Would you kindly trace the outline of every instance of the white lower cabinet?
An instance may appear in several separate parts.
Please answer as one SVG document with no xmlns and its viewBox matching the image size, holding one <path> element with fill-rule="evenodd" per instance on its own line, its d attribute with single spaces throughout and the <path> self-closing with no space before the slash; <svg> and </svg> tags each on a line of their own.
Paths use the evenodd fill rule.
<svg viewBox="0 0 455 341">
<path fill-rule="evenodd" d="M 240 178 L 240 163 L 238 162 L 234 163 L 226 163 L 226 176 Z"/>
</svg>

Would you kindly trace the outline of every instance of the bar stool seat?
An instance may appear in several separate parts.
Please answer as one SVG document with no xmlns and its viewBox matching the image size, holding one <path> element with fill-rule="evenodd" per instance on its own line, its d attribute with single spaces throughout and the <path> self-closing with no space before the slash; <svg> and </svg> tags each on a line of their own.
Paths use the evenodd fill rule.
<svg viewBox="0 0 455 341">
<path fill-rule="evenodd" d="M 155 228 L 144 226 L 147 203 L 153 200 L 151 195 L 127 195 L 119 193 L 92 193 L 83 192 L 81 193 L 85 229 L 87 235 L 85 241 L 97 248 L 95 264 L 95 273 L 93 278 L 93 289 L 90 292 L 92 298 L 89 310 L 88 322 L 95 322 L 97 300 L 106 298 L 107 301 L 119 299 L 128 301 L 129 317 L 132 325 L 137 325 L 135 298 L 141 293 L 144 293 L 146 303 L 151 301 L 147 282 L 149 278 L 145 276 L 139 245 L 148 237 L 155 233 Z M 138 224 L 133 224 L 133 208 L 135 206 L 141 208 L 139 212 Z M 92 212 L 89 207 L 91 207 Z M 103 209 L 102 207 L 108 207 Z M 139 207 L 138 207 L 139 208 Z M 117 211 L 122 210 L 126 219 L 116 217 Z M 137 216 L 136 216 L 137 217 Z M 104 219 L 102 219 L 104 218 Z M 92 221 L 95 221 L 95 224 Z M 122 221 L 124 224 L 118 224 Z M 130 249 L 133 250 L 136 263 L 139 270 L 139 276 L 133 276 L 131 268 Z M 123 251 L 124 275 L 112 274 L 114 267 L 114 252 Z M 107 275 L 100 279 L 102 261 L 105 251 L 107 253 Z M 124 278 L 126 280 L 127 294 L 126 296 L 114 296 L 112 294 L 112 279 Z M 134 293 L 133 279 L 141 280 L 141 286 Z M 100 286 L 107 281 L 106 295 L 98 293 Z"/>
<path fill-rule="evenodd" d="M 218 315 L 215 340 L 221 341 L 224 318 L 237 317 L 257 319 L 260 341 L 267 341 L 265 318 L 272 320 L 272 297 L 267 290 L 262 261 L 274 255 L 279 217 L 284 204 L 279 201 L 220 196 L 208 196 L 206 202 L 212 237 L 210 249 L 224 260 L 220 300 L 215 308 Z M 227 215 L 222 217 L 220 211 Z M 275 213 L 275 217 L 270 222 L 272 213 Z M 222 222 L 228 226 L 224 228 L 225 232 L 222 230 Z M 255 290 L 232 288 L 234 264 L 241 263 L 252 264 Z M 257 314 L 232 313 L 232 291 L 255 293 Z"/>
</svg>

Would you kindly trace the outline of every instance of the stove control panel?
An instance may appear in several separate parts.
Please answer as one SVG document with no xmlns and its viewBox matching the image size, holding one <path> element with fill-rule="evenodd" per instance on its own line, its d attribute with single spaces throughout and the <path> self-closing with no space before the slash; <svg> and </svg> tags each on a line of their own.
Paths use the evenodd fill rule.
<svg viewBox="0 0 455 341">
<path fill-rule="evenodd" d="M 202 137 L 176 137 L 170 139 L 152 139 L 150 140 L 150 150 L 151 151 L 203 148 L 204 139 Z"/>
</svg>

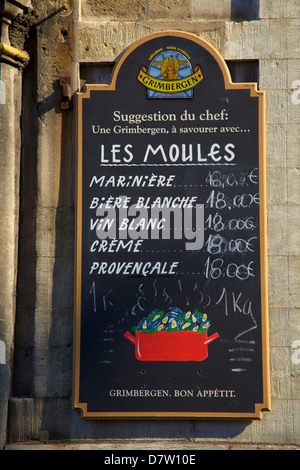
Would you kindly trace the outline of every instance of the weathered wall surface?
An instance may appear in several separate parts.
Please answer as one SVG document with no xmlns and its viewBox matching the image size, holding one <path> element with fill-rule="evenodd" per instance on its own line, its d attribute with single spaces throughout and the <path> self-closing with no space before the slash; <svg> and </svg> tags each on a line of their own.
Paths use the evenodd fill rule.
<svg viewBox="0 0 300 470">
<path fill-rule="evenodd" d="M 14 266 L 3 278 L 10 298 L 15 292 L 17 299 L 6 448 L 32 440 L 87 439 L 117 439 L 115 448 L 128 439 L 175 440 L 180 448 L 191 442 L 299 446 L 299 2 L 73 0 L 72 11 L 55 15 L 59 2 L 31 3 L 37 23 L 24 45 L 31 61 L 23 71 L 22 141 L 14 133 L 22 142 L 20 219 L 19 208 L 13 211 L 1 200 L 6 211 L 1 226 L 3 220 L 6 228 L 19 226 L 18 261 L 11 236 L 1 239 L 7 247 L 1 266 Z M 60 107 L 59 80 L 70 76 L 73 92 L 85 80 L 105 81 L 110 64 L 128 45 L 165 29 L 199 35 L 231 64 L 257 64 L 259 88 L 267 91 L 272 411 L 262 421 L 89 422 L 72 411 L 75 115 Z M 1 157 L 1 171 L 4 165 Z M 11 176 L 12 194 L 15 181 Z M 2 286 L 4 299 L 9 289 Z M 4 342 L 5 331 L 0 323 Z"/>
</svg>

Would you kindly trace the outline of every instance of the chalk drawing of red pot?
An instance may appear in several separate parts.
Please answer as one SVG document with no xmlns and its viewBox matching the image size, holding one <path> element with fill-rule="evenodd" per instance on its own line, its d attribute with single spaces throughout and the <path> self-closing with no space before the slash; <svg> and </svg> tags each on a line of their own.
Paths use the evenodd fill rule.
<svg viewBox="0 0 300 470">
<path fill-rule="evenodd" d="M 203 361 L 208 356 L 207 345 L 219 334 L 207 337 L 207 333 L 193 331 L 136 331 L 133 336 L 126 331 L 124 336 L 135 345 L 139 361 Z"/>
</svg>

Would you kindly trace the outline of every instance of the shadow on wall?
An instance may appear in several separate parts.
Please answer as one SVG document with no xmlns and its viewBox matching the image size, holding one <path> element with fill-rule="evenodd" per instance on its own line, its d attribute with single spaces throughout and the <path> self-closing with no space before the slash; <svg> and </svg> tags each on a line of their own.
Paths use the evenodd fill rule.
<svg viewBox="0 0 300 470">
<path fill-rule="evenodd" d="M 231 0 L 231 20 L 251 21 L 259 18 L 259 0 Z"/>
</svg>

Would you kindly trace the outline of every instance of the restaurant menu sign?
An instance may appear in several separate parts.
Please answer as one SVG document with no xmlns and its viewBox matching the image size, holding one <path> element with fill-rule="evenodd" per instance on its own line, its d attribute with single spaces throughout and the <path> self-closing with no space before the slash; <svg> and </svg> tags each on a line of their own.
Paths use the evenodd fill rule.
<svg viewBox="0 0 300 470">
<path fill-rule="evenodd" d="M 130 46 L 78 93 L 73 405 L 269 410 L 264 94 L 197 36 Z"/>
</svg>

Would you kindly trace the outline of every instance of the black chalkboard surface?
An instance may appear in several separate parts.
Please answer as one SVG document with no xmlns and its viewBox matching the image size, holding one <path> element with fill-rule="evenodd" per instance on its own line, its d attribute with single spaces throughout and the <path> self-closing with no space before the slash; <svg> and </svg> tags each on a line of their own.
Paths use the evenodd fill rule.
<svg viewBox="0 0 300 470">
<path fill-rule="evenodd" d="M 166 31 L 78 93 L 74 408 L 261 418 L 264 94 Z"/>
</svg>

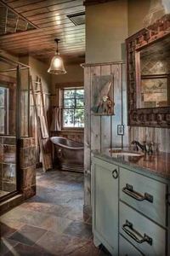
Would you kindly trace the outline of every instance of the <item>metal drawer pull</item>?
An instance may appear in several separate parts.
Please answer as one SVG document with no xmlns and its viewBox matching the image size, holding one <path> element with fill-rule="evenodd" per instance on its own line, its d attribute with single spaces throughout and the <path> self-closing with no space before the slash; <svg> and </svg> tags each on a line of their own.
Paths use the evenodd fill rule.
<svg viewBox="0 0 170 256">
<path fill-rule="evenodd" d="M 146 200 L 152 203 L 154 201 L 153 195 L 148 193 L 144 193 L 144 195 L 143 195 L 140 193 L 134 191 L 133 186 L 128 183 L 126 184 L 126 187 L 122 188 L 122 192 L 139 201 Z"/>
<path fill-rule="evenodd" d="M 118 172 L 117 172 L 116 169 L 113 170 L 113 172 L 112 172 L 112 177 L 114 178 L 117 178 L 118 177 Z"/>
<path fill-rule="evenodd" d="M 150 245 L 152 245 L 152 238 L 148 236 L 146 234 L 144 234 L 144 236 L 142 236 L 140 233 L 133 228 L 133 224 L 128 220 L 126 220 L 126 224 L 122 225 L 122 230 L 138 243 L 143 243 L 146 241 Z"/>
</svg>

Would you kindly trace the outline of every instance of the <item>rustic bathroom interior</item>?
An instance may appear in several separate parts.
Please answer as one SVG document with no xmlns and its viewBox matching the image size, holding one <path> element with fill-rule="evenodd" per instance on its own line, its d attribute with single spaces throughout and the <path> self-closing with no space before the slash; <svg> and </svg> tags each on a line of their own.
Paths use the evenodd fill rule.
<svg viewBox="0 0 170 256">
<path fill-rule="evenodd" d="M 170 255 L 169 0 L 0 0 L 0 255 Z"/>
</svg>

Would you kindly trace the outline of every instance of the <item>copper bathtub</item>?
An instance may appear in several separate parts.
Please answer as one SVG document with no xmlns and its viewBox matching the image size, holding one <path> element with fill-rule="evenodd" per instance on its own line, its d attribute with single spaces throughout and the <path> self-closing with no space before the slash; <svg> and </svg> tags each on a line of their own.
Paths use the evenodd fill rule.
<svg viewBox="0 0 170 256">
<path fill-rule="evenodd" d="M 50 137 L 54 164 L 62 171 L 83 172 L 84 146 L 61 137 Z"/>
</svg>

◆ ◆ ◆ ◆ ◆

* **Goal**
Give exactly the lines from the one with "<item>rustic bathroom interior</item>?" to the end of the entries, nothing before them.

* **Task result**
Would you kindly trace the outline of every instance of the <item>rustic bathroom interior</item>?
An instance may appear in several separate parts.
Please answer as one SVG document with no xmlns and its viewBox matching the image size, holding one <path> element with fill-rule="evenodd" per instance on its own line, its d attribute with single spaces throughout and the <path> self-closing with no space before the slash; <svg> and </svg> tags each on a line of their own.
Paths use the evenodd fill rule.
<svg viewBox="0 0 170 256">
<path fill-rule="evenodd" d="M 170 255 L 169 0 L 0 0 L 0 255 Z"/>
</svg>

Would you kindly trace the outline of every instance of the <item>copper bathtub</item>?
An instance may appear in several separate parts.
Please answer as one SVG document with no xmlns and its viewBox matching the image size, holding one <path> element with fill-rule="evenodd" per instance on its own line, its d attribute with single spaces throughout and the <path> self-closing with no space before the slash; <svg> and </svg> tags each on a line of their own.
Paths use the evenodd fill rule.
<svg viewBox="0 0 170 256">
<path fill-rule="evenodd" d="M 50 137 L 54 164 L 62 171 L 83 172 L 84 146 L 61 137 Z"/>
</svg>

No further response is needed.